— What to work on —
Copy everything from the line containing "Would you be able to indicate the dirt" down to the end of the material, including the request line. Multiply each coordinate in the answers by 0.4 and round to whole numbers, with halves rounded up.

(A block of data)
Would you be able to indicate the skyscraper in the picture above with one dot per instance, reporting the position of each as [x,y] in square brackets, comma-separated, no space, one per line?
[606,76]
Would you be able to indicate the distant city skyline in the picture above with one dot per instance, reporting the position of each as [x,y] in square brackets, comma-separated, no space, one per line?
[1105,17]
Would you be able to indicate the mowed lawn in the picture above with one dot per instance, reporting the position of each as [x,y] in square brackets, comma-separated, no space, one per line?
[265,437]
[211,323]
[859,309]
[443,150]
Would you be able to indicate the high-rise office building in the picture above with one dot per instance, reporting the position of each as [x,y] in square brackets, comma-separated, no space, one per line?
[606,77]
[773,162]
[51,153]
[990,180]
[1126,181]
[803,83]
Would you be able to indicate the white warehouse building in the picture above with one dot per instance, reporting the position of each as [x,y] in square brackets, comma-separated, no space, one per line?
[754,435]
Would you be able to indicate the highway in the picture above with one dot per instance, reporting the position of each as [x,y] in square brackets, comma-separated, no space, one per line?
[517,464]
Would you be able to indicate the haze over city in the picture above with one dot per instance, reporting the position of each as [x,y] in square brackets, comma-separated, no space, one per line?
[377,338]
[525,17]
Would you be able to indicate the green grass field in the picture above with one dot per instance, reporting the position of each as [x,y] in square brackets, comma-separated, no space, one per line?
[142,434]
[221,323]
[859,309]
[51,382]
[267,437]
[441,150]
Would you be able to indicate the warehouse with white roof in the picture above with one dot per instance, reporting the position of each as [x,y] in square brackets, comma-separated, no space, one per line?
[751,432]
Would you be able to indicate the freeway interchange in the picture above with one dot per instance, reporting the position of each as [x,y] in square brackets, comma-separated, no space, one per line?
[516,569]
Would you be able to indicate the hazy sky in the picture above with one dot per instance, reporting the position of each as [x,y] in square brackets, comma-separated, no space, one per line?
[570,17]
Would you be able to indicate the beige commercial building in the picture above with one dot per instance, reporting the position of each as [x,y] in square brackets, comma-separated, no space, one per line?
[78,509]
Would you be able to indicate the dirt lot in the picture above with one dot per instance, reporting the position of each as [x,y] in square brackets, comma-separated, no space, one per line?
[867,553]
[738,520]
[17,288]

— Answer to this exercise —
Would you be able to indicate the dirt lot in the picture above with one dot per instance, reporting the position of each as [x,y] in square brackets, comma-separated, no space, one per line?
[347,221]
[295,208]
[7,115]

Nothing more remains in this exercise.